▶ [WHAT IS BEING ASKED]: Write out every record in full, exactly as written, please.

▶ [DATA ENTRIES]:
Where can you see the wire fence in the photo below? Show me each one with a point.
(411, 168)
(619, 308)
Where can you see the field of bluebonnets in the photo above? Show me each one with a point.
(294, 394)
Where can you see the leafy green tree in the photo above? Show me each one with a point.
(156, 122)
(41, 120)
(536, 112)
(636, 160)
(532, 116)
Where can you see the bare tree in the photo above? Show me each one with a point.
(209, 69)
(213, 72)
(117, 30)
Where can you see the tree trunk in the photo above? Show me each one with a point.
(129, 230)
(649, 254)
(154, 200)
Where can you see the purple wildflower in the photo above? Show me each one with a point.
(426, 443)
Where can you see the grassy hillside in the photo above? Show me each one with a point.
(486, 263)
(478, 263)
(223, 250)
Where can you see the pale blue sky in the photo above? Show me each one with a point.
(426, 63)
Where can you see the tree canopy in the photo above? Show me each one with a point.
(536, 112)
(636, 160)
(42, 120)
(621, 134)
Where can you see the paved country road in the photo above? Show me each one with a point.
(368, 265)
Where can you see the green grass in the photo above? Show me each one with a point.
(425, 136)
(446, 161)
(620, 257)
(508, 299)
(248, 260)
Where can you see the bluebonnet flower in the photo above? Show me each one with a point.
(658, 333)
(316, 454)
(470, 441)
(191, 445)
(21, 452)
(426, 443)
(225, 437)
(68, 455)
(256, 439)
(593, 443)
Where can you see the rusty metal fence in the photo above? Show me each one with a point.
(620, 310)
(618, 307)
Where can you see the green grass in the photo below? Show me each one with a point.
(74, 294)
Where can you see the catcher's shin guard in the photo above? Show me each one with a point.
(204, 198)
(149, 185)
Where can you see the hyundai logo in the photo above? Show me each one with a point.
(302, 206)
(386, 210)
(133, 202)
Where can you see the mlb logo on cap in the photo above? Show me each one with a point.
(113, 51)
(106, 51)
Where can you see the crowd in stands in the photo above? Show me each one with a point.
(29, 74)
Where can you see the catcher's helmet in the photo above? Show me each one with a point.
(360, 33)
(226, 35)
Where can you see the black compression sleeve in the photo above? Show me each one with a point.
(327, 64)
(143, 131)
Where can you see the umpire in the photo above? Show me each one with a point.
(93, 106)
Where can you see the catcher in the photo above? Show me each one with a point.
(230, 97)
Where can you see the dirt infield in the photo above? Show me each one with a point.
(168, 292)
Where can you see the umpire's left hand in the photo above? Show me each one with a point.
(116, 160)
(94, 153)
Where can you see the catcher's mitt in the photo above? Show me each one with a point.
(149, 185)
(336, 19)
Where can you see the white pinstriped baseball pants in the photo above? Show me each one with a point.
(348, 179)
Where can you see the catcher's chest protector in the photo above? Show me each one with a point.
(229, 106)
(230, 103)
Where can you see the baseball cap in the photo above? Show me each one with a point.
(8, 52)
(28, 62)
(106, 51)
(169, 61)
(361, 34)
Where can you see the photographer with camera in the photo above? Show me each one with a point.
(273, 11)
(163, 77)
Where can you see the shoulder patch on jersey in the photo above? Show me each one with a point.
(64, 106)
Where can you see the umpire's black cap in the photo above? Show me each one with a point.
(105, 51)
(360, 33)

▶ [FINAL RESULT]:
Where can you see the wire fence in the photo below? Show me each one with a point.
(411, 168)
(619, 308)
Where can you see the field of bluebonnets in the photo above? Show me each one with a point.
(294, 394)
Where can you see the leafy green tree in the photo above? Show me each one with a point.
(156, 122)
(41, 120)
(536, 112)
(636, 160)
(532, 116)
Where can you see the bare tree in the photo above? Show me each one with a point.
(209, 69)
(213, 72)
(117, 30)
Where can you see the tree trunk in the photo above? Show me each one with a point.
(129, 230)
(649, 254)
(154, 200)
Where can you see the purple wildflower in the photo above? Show me each one with a point.
(426, 443)
Where can you see the grassy hillside in the photo above? Show me each one with a point.
(486, 263)
(478, 263)
(223, 250)
Where can you see the pale blue sky in the photo above? Show me each one with a point.
(426, 63)
Where can you see the tree canopy in the photo above? Show me each one with a point.
(536, 112)
(636, 160)
(42, 120)
(621, 134)
Where can you see the paved country road in the photo above? Show me each one with a point.
(368, 265)
Where can you see the green grass in the photo above? Show me each one with a point.
(425, 136)
(446, 161)
(620, 257)
(508, 299)
(248, 260)
Where can you see the bluebonnet flower in the photo above? Show me each one with a point.
(658, 333)
(316, 454)
(470, 441)
(191, 445)
(21, 452)
(426, 443)
(225, 437)
(68, 455)
(256, 439)
(593, 443)
Where can you see the rusty metal fence in the photo above? Show me each one with a point.
(620, 310)
(618, 307)
Where can you see the green grass in the photo below? Show me each one with a point.
(74, 294)
Where can you see the catcher's shin guard in the photo above? Show me each one with a point.
(204, 198)
(149, 185)
Where can you see the hyundai logo in the photo above? Show me each one with a point.
(302, 206)
(386, 210)
(133, 202)
Where can you see the mlb logo on cap in the photo above? Show me each one with a point.
(113, 51)
(106, 51)
Where can you see the crowd in stands in the photo above? Show me each one with a point.
(29, 74)
Where can you see the catcher's helmet in the photo above? Show me each one with a point.
(360, 33)
(226, 35)
Where can you see the black compression sleeve in the photo above? Show me each one with a point.
(327, 64)
(143, 131)
Where can you see the umpire in the photo above? Show me each one with a point.
(93, 106)
Where can you see the catcher in the photo above? Show me each one with a point.
(230, 97)
Where can you see the dirt infield in the photo above? Show me each one with a point.
(168, 292)
Where can you see the umpire's left hand in the photo above? Show me each one with a point.
(116, 160)
(94, 153)
Where can you see the catcher's mitt in the photo above? Show me each one with a point.
(149, 185)
(336, 19)
Where can you see the white pinstriped baseball pants in the photo above? Show me each one with a point.
(348, 179)
Where can you see the catcher's chest protector in the photo above? Show me each one with a point.
(229, 106)
(230, 103)
Where can you see the baseball cap in the photo above? Show me each one with a point.
(8, 52)
(28, 62)
(106, 51)
(169, 61)
(361, 34)
Where can you see the photographer with camera in the photo above? Show me each one with a point.
(273, 11)
(163, 77)
Where can you see the shoulder patch on jersey in the photo above? Show me each one with a point.
(64, 106)
Where can you see the umpire's black cap in the photo above? Show me each one with a point.
(105, 51)
(360, 33)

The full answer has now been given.